#### TEXT PASSAGE ####
Rubins harvested the radishes Thursday, clipping off their leaves first to preserve some for scientific study after they return to Earth.
Rubins and astronaut Mike Hopkins “stated that eating something fresh was a most enjoyable experience,” Hasenstein said.
He said astronauts also harvested similar radishes in late November, but NASA prevented astronauts from eating them as the agency evaluated possible contamination that could occur with the small orbiting farm operation.
“The radishes grown on the space station are cleaner than anything you’d buy at the store,” Hasenstein said.
The space station has the largest crew in years living and performing scientific experiments on board — four U.S. astronauts, two Russian cosmonauts and a Japanese astronaut.
The five astronauts in orbit posted a short video on Twitter on Wednesday wishing those on Earth a happy new year. It showed Rubins lofting a blowup Earth ball into the air as the crew counted down.
#### DATA EXCERPTS ####
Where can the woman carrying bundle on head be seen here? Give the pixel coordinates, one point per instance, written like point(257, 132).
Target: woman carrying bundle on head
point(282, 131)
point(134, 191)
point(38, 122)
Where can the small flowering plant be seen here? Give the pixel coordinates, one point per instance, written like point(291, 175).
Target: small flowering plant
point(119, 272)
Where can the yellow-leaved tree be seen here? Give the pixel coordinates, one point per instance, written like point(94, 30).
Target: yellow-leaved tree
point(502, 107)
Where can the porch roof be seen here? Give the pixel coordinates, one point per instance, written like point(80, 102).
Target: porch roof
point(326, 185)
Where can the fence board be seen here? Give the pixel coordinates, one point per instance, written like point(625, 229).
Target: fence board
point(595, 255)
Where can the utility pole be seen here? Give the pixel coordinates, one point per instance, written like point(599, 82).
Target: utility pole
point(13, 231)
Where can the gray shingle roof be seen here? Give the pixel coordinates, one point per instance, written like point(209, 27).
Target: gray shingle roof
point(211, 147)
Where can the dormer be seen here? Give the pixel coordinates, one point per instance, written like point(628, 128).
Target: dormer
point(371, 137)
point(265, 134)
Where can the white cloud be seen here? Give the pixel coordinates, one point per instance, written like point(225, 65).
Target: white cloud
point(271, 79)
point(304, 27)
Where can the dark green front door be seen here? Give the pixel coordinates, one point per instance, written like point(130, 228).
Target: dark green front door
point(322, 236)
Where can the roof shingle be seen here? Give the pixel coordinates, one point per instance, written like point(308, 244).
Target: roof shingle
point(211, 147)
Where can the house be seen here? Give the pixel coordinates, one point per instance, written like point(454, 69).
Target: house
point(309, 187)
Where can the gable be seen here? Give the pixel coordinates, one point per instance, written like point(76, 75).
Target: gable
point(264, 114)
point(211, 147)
####
## REQUESTS
**1.** How would this sentence from the space station radish passage read in Spanish: "The radishes grown on the space station are cleaner than anything you'd buy at the store," Hasenstein said.
**2.** Could you scale the listing from the line containing "Where can the roof" through the end of the listing? Rewrite only those lines, requests included, with each point coordinate in the answers multiplied by 2.35 and rounded to a whole number, halves up. Leave the requests and their format samples unchanged.

## SOLUTION LIST
**1.** «Los rábanos cultivados en la estación espacial son más limpios que cualquier cosa que se pueda comprar en la tienda», dijo Hasenstein.

**2.**
Where can the roof shingle be seen here? Give the pixel coordinates, one point per instance, written like point(308, 244).
Target: roof shingle
point(496, 345)
Where can the house be seen here? Give the pixel coordinates, one point per instance, written like point(454, 69).
Target: house
point(726, 439)
Where can the gable be seen here? Give the pixel coordinates, one point per instance, written like point(76, 75).
Target: gable
point(620, 268)
point(496, 345)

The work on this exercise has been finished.